[Your assignment] For the entries below, print exactly the lines between the line holding "[locate] mare (one" and the line holding "[locate] horse's leg", inclusive, and nothing else.

Recorded data
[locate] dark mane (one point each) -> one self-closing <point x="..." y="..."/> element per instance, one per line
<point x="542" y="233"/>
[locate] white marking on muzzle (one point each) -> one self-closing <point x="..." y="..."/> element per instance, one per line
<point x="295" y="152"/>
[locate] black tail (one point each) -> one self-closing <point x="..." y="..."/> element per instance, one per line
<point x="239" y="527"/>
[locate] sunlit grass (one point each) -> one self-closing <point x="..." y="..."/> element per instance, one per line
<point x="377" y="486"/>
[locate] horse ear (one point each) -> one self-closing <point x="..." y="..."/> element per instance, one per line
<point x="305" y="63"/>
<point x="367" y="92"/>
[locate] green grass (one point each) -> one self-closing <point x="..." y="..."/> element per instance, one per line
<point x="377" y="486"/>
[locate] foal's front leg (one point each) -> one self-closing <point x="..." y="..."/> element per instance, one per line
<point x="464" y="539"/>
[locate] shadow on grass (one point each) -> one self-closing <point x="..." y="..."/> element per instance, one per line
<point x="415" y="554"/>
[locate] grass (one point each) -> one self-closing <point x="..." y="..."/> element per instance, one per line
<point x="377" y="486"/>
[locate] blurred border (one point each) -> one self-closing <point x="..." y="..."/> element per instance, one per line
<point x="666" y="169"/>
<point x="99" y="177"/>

==

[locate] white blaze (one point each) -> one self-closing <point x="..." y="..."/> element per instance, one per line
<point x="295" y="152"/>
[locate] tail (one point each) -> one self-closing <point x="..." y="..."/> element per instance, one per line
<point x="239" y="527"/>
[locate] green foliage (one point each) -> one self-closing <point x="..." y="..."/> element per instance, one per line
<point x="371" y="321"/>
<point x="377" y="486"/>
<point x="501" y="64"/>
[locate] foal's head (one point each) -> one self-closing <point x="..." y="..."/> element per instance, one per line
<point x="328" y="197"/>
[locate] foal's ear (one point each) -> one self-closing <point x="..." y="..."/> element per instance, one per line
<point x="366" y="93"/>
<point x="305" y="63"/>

---

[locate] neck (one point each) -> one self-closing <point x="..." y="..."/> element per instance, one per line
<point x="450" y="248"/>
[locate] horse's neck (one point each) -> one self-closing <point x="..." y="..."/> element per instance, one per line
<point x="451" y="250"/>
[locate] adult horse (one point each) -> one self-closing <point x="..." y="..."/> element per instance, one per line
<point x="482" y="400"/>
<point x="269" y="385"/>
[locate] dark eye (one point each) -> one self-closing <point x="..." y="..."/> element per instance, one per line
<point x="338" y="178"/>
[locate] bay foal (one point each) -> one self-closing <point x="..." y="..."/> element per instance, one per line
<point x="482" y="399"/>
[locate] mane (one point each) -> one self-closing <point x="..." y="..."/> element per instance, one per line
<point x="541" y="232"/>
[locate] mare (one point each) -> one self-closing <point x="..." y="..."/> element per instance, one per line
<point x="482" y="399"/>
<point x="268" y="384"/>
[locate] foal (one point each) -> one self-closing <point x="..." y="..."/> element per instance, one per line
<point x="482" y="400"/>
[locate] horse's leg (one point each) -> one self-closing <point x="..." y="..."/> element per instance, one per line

[Solution]
[locate] mare (one point each) -> one self-closing <point x="..." y="..."/> element per instance, one per line
<point x="482" y="399"/>
<point x="268" y="384"/>
[locate] foal (one point each) -> one self-closing <point x="..." y="..."/> element per instance, one per line
<point x="482" y="400"/>
[locate] horse's leg (one point each) -> one self-closing <point x="..." y="..."/> element per instance, one per line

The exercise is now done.